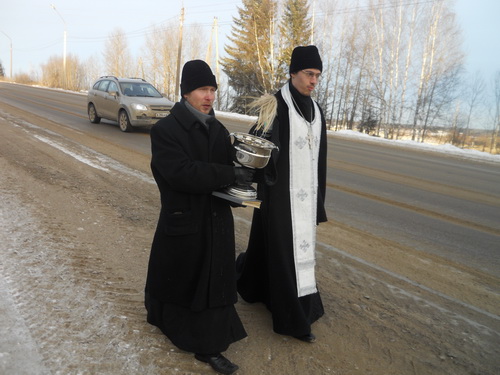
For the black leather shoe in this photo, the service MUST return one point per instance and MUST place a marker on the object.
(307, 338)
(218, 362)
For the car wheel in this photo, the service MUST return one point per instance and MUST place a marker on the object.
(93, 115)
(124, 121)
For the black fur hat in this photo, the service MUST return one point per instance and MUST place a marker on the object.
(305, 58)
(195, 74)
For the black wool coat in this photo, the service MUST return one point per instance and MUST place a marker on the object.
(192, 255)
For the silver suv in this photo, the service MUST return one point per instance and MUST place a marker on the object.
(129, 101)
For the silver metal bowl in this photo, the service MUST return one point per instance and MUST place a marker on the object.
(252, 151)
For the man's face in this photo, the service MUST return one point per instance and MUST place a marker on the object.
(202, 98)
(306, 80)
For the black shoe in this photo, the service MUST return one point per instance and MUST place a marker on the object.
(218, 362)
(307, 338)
-.-.-
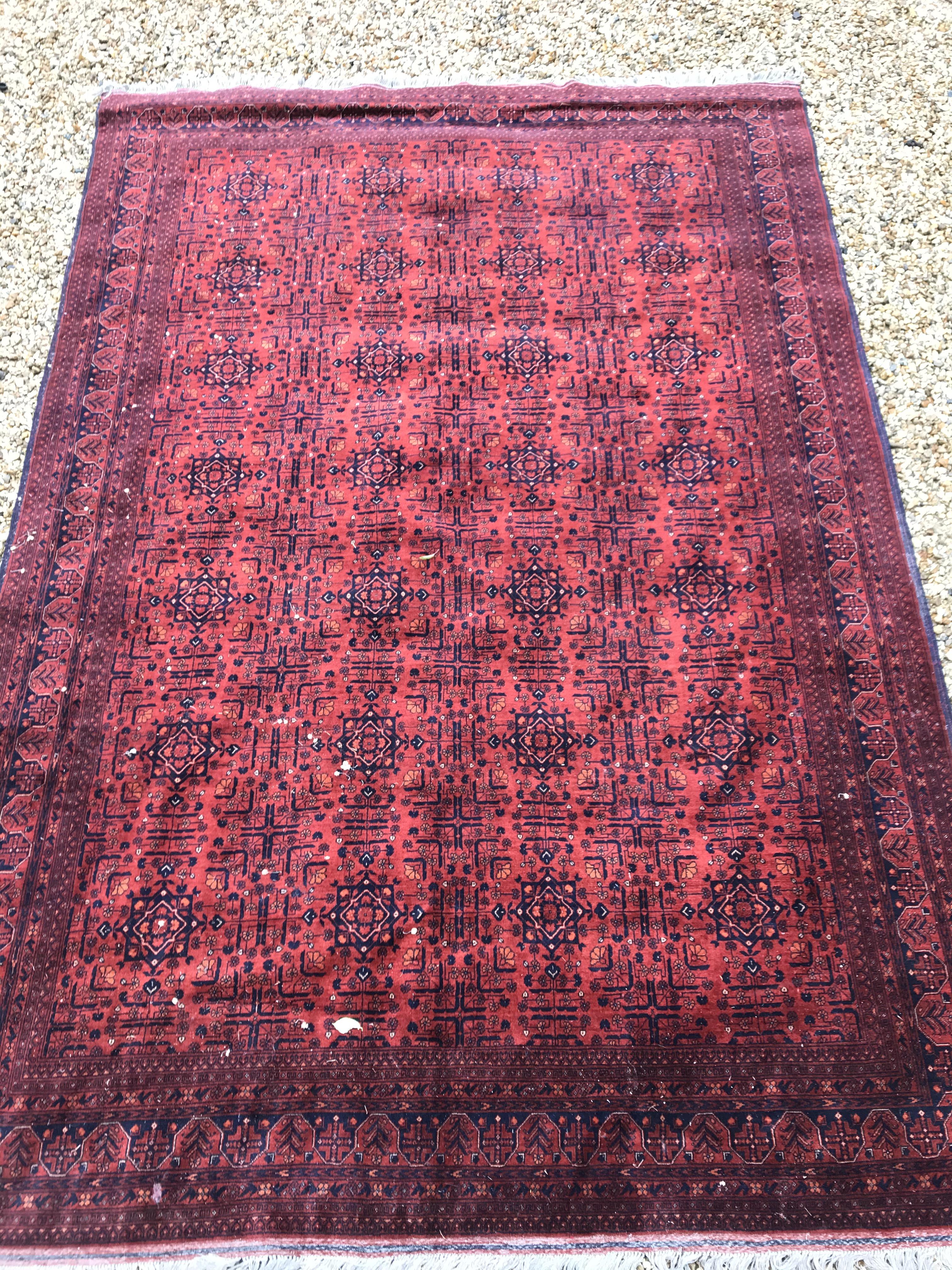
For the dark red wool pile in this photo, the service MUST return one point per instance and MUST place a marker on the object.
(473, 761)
-.-.-
> **WHAT YOU NEED TO DO**: Gather every line in the records above that contains the word "wool", and copy each one out in full.

> **RESPONSE TO THE TASK**:
For the black wool coat in this photo, the service MUST return one point per instance and MUST place a marker on the object.
For the dark red wool pile in this photo, the service MUST return one point per instance and MUST place a marker on the object.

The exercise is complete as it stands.